Activity 1:
Reproduce the passage of the rice enzyme abstract between "Roles of hydrolytic" and "Dept. of Biochemistry)", inclusive.
Activity 2:
List every length of time stated in the rice enzyme abstract.

Exercise text:
# # # # #

Roles of hydrolytic enzymes in inducible defense responses of rice against fungal pathogens
1994
Wichitra Jutidamrongphan (Prince of Songkla Univ. (Thailand). Faculty of Science. Dept. of Biochemistry)
Hydrolytic enzyme gene expression induced by fungal infection or elicitor treatment at transcriptional and translational levels has been studied. The investigation of the accumulation of transcripts of both chitinase and glucanase genes at various times after treatment with fungal elicitors revealed a differential induction. A high molecular weight fungal wall elicitor was shown to be the strongest elicitor among various types of fungal elicitors obtained from rice blast and leaf scald fungi. The mRNAs of both beta 1,3-glucanase and basic chitinase were rapidly induced within half an hour and reached a maximum in 1.5 hours in the elicitor treated rice cell suspension. Whereas the slower accumulation of the mRNAs has been shown in the infected whole leaves started from 2 hours to reach a maximum at 12 hours after inoculation. There was no induction of a mRNA of acidic chitinase in the elicitor treated cells and it was shown to already exist in normal plants. The accumulation of the hydrolytic enzymes during pathogen attack has been assayed. Beta 1,3-glucanases and chitinases showed higher activities in the infected leaves than those of non infected controls within 3 days after inoculation to a maximum in 15 days. The increases of the activities correlated with the isozyme patterns beta 1,3-glucanases and chitinases, was revealed of using an activity gel electrophoresis and Western blot analysis. One acidic isozyme of both glucanases and chitinases was shown to be a defense related enzyme in leaf tissue. Gene expression of the hydrolytic enzymes in response to pathogen infection in other tissues of rice i.e., shoot and root is still under investigated.

# # # # #

Collected data:

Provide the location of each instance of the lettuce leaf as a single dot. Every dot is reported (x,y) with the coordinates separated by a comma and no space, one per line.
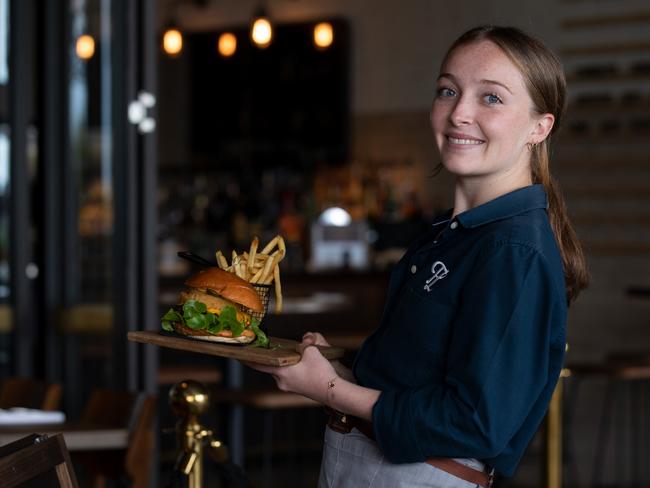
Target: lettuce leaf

# # # # #

Answer section 1:
Roles of hydrolytic enzymes in inducible defense responses of rice against fungal pathogens
1994
Wichitra Jutidamrongphan (Prince of Songkla Univ. (Thailand). Faculty of Science. Dept. of Biochemistry)

Answer section 2:
half an hour
1.5 hours
2 hours
12 hours
3 days
15 days